→ **Aim**:
Rewrite each line of the records below as one string in a JSON list, skipping blank lines and leaving the pictures out.

→ **Recorded information**:
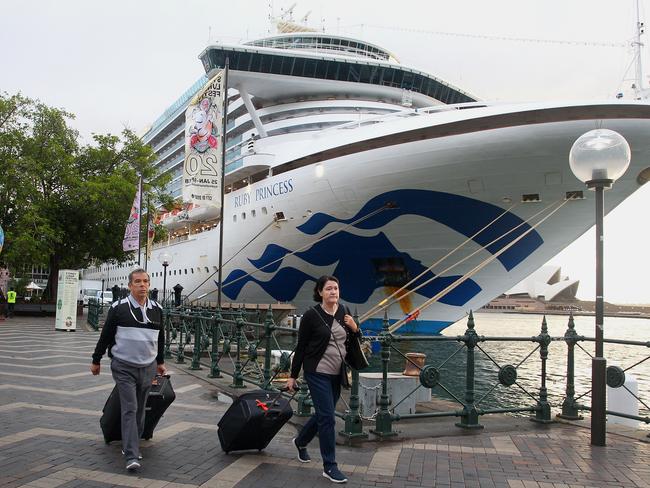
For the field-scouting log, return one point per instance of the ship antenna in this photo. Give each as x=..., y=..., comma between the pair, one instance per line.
x=639, y=88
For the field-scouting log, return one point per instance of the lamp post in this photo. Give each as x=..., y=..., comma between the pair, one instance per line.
x=598, y=158
x=165, y=259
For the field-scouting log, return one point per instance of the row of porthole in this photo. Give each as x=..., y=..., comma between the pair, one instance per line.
x=158, y=274
x=253, y=214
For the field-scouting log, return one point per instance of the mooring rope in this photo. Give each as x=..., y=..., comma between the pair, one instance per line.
x=384, y=304
x=308, y=245
x=471, y=273
x=390, y=300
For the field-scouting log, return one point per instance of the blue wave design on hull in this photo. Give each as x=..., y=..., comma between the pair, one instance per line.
x=464, y=215
x=354, y=254
x=355, y=270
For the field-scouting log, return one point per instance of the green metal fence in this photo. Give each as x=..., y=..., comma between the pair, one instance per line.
x=249, y=347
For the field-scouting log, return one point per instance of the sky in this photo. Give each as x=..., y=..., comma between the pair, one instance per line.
x=122, y=63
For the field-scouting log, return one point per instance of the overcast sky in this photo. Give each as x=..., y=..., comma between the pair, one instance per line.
x=121, y=63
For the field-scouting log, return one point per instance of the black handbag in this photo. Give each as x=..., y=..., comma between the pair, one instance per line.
x=354, y=356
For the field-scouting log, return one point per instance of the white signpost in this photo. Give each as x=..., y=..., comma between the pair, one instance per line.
x=66, y=300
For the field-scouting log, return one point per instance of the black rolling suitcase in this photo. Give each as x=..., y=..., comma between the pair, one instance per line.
x=253, y=420
x=160, y=397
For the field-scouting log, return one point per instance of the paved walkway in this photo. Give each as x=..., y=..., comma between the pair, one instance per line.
x=50, y=406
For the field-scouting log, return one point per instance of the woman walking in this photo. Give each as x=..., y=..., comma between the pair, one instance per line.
x=322, y=343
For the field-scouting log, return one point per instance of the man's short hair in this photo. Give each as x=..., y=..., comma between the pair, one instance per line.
x=137, y=271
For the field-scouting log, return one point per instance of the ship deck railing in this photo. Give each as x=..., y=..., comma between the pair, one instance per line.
x=408, y=112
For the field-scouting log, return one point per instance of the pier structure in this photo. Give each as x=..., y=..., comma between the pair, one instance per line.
x=50, y=436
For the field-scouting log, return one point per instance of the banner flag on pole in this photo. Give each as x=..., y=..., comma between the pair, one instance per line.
x=203, y=137
x=151, y=233
x=132, y=231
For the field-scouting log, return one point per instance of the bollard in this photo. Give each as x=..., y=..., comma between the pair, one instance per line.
x=238, y=377
x=215, y=372
x=570, y=409
x=543, y=414
x=469, y=414
x=384, y=421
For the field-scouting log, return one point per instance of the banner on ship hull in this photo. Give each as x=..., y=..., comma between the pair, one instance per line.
x=203, y=139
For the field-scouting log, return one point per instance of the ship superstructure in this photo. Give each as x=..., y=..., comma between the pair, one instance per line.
x=342, y=161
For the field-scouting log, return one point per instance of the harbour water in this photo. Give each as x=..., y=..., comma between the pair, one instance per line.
x=490, y=394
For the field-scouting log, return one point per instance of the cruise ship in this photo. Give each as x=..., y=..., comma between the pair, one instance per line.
x=342, y=161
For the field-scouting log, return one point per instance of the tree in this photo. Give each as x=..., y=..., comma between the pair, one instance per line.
x=66, y=205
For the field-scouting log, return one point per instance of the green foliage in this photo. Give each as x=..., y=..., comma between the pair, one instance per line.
x=64, y=205
x=19, y=285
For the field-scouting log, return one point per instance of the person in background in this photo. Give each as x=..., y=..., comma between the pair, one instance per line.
x=322, y=344
x=11, y=302
x=134, y=336
x=3, y=313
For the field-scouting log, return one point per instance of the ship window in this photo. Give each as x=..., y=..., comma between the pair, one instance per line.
x=298, y=66
x=574, y=195
x=390, y=271
x=530, y=197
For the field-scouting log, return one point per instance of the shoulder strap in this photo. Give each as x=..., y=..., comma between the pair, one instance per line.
x=331, y=332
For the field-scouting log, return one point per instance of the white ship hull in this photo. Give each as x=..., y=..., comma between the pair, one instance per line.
x=445, y=177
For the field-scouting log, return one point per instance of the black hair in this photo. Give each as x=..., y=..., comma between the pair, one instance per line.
x=136, y=271
x=320, y=284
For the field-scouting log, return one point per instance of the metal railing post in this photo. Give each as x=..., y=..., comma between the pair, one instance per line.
x=238, y=377
x=168, y=319
x=384, y=420
x=543, y=414
x=180, y=353
x=353, y=424
x=469, y=415
x=570, y=409
x=198, y=339
x=214, y=354
x=269, y=327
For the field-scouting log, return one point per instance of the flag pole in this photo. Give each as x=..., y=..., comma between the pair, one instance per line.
x=146, y=244
x=223, y=175
x=139, y=218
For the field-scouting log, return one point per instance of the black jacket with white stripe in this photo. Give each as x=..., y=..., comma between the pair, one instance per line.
x=129, y=336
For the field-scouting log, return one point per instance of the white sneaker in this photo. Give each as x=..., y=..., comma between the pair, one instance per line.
x=139, y=456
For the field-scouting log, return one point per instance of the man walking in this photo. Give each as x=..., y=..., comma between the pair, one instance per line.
x=11, y=302
x=134, y=336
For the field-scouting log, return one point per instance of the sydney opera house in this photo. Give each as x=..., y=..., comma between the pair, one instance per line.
x=545, y=289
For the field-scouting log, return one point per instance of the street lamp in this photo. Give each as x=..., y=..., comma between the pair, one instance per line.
x=598, y=158
x=165, y=259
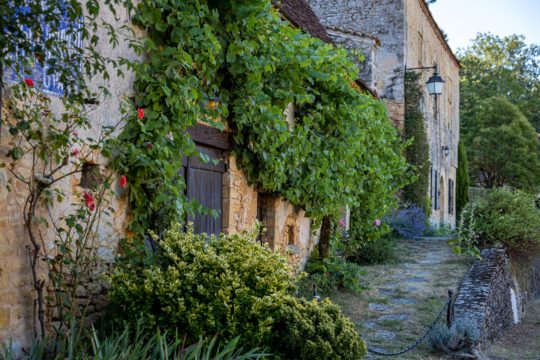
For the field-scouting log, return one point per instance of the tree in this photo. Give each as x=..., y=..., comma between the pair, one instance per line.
x=503, y=146
x=500, y=66
x=462, y=179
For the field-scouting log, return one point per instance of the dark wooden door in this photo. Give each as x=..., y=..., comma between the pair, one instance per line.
x=204, y=184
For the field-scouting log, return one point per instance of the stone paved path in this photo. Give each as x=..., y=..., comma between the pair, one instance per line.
x=522, y=341
x=403, y=298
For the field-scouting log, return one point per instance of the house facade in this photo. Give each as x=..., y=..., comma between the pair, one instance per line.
x=221, y=186
x=396, y=36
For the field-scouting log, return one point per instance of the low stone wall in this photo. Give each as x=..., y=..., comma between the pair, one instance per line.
x=496, y=290
x=485, y=294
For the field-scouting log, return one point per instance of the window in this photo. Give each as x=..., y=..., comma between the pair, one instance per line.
x=435, y=191
x=450, y=196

→ **The completed task**:
[
  "For the field-scouting log, return one point per instance of the ship antenna in this photo. Give each as x=..., y=..., comma between the pair, one instance per line.",
  "x=639, y=88",
  "For the field-scouting log, return one point per instance of the lamp post in this photo. Give each as x=..., y=..., comma between the pair, one instance per line.",
  "x=598, y=158",
  "x=165, y=259",
  "For the field-scouting log, return one point per instance of the row of porthole in this photo. Give each as x=..., y=..., comma between the pair, one instance per line.",
  "x=158, y=274",
  "x=253, y=214",
  "For the field-scouting log, return one point per instance of the mooring rope in this photo. Give each as x=..., y=..., comma between the pair, one instance per line.",
  "x=384, y=304",
  "x=308, y=245",
  "x=471, y=273",
  "x=390, y=300",
  "For the field-scouting log, return one point per instance of the blue wave design on hull in this photo. Give each as x=..., y=..., comma between the pair, one instance per line.",
  "x=464, y=215",
  "x=354, y=254",
  "x=355, y=270",
  "For the field-scouting log, return one point per instance of the green metal fence in this photo. Give each as x=..., y=..., comma between the pair, one instance per line.",
  "x=249, y=347",
  "For the field-scouting log, return one point per instance of the sky in this photo. Give each as x=..., y=..., comma between the pair, one instance per line.",
  "x=122, y=63",
  "For the field-scouting log, return one point per instance of the overcast sky in this photo. Give each as x=..., y=..., comma between the pair, one instance per line.",
  "x=121, y=63",
  "For the field-scouting log, return one point per instance of the black handbag in this photo. Give each as x=..., y=..., comma between the pair, one instance per line.",
  "x=354, y=356",
  "For the field-scouting log, return one point per instance of the white signpost in this photo. Give each as x=..., y=..., comma between the pair, one instance per line.",
  "x=66, y=300",
  "For the field-scouting log, return one point per instance of the black rolling suitcase in this photo. Give each as x=..., y=..., comma between the pair, one instance per line.",
  "x=253, y=420",
  "x=160, y=397",
  "For the field-scouting log, return one point per instance of the paved walkway in this photo. Give each as x=..., y=..., comma between the pair, one instance per line.",
  "x=50, y=406",
  "For the field-scouting log, return one point per instance of the woman walking in this photo. Give each as x=..., y=..., comma between the pair, one instance per line.",
  "x=322, y=343",
  "For the field-scouting log, return one point per instance of the man's short hair in this photo. Give each as x=..., y=..., comma between the pair, one instance per line.",
  "x=137, y=271",
  "For the field-scouting log, return one point per instance of the ship deck railing in this photo. Give each as x=..., y=..., comma between the pair, one instance per line.",
  "x=408, y=112",
  "For the field-scouting log, return one point per instance of the pier structure in this photo. Give each as x=..., y=..., comma between the pair, one instance per line.",
  "x=50, y=436",
  "For the field-scouting log, return one point per instance of the banner flag on pole in this photo. Give each as x=..., y=..., comma between the pair, one instance per line.",
  "x=203, y=137",
  "x=151, y=233",
  "x=132, y=231",
  "For the field-scouting log, return one point per instance of the bollard in this photo. Give each as x=..., y=..., comma between the pair, one instance per line.",
  "x=238, y=377",
  "x=215, y=372",
  "x=570, y=409",
  "x=543, y=414",
  "x=469, y=414",
  "x=384, y=421",
  "For the field-scouting log, return one point per instance of the banner on ship hull in this photo. Give each as x=..., y=..., comma between the pair, one instance per line.",
  "x=203, y=139",
  "For the field-scouting log, return one point per instance of the ship superstructure in this photo. Give each as x=..., y=..., comma between the pair, one instance per line.",
  "x=342, y=161",
  "For the field-scouting log, return one point per instance of the harbour water in this photo. Give each as x=..., y=..., comma between the pair, one instance per line.",
  "x=490, y=394",
  "For the field-scouting log, return one point per instance of the cruise ship in this photo. Give each as x=..., y=..., comma between the pair, one instance per line.",
  "x=342, y=161",
  "For the field-scouting log, return one point per instance of the tree in this photo. Give each as x=..., y=..., comma between the pair, one instance per line.",
  "x=66, y=205",
  "For the field-scouting log, return one point per instance of the green foliage in this photo. Give each as x=..., y=..., comma between the pair, one instance per line.",
  "x=64, y=205",
  "x=19, y=285",
  "For the field-scouting log, return one point per instance of the person in background in this photo. Give each as x=..., y=..., comma between the pair, one instance per line.",
  "x=322, y=344",
  "x=11, y=302",
  "x=134, y=336",
  "x=3, y=313",
  "For the field-scouting log, return one point per instance of the ship window in this photo. Give each as x=..., y=..., comma between the pair, one instance per line.",
  "x=298, y=66",
  "x=574, y=195",
  "x=390, y=271",
  "x=530, y=197",
  "For the field-scouting log, return one point per instance of the shoulder strap in this photo. Give each as x=..., y=..., comma between the pair, one instance per line.",
  "x=331, y=332",
  "For the field-scouting log, return one point per instance of the white ship hull in this photo. Give each as x=..., y=..., comma between the pair, one instance per line.",
  "x=445, y=177",
  "For the field-scouting log, return one point per instance of the black hair in this photo. Give each as x=..., y=..., comma between the pair, one instance per line.",
  "x=136, y=271",
  "x=320, y=284",
  "For the field-scouting log, return one point per instance of the metal railing post in this photo. Give each as x=..., y=..., comma between the pair, one instance per line.",
  "x=238, y=377",
  "x=168, y=319",
  "x=384, y=420",
  "x=543, y=414",
  "x=180, y=353",
  "x=353, y=424",
  "x=469, y=415",
  "x=570, y=409",
  "x=198, y=339",
  "x=214, y=354",
  "x=269, y=327",
  "For the field-scouting log, return one point per instance of the flag pole in this photo. Give each as x=..., y=..., comma between the pair, one instance per line.",
  "x=146, y=244",
  "x=223, y=175",
  "x=139, y=218",
  "For the field-scouting log, return one point per instance of the black jacket with white stripe in this photo. Give each as x=..., y=..., comma between the pair, one instance per line.",
  "x=129, y=336",
  "For the field-scouting log, return one point per instance of the white sneaker in this photo. Give each as x=..., y=..., comma between the pair, one instance per line.",
  "x=139, y=456",
  "For the field-scouting log, return one point per instance of the man walking in this photo. Give each as x=..., y=..., comma between the pair, one instance per line.",
  "x=11, y=302",
  "x=134, y=336",
  "For the field-scouting log, return one point per instance of the sydney opera house in this photo. Give each as x=..., y=..., comma between the pair, one instance per line.",
  "x=545, y=289",
  "For the field-scouting log, return one point per instance of the street lamp in this photo. Give each as x=..., y=..., comma between the pair, one instance per line.",
  "x=598, y=158",
  "x=165, y=259",
  "For the field-scouting log, return one point per instance of the tree in this photo. Give each as x=..., y=..., comma between the pair, one instance per line.",
  "x=503, y=146",
  "x=500, y=66",
  "x=462, y=179",
  "For the field-scouting log, return one point per instance of the dark wooden door in this photo. Give each as x=..., y=..., comma between the pair, one instance per line.",
  "x=204, y=184",
  "For the field-scouting log, return one point per instance of the stone paved path in this photo. Give each as x=..., y=..., comma between the pair, one instance per line.",
  "x=522, y=341",
  "x=403, y=298",
  "For the field-scouting log, return one point per instance of the house facade in this photo. Give each as x=..., y=..., comma between the pair, one instance per line.",
  "x=221, y=186",
  "x=396, y=36",
  "For the field-scouting log, return one point per instance of the low stone wall in this photo. Give each as x=..., y=..., comma between the pair, one instance per line.",
  "x=496, y=290",
  "x=485, y=294",
  "For the field-scouting log, return one point per instance of the window in this photo. Give each as x=..., y=..., comma between the pair, one instance per line.",
  "x=435, y=191",
  "x=450, y=196"
]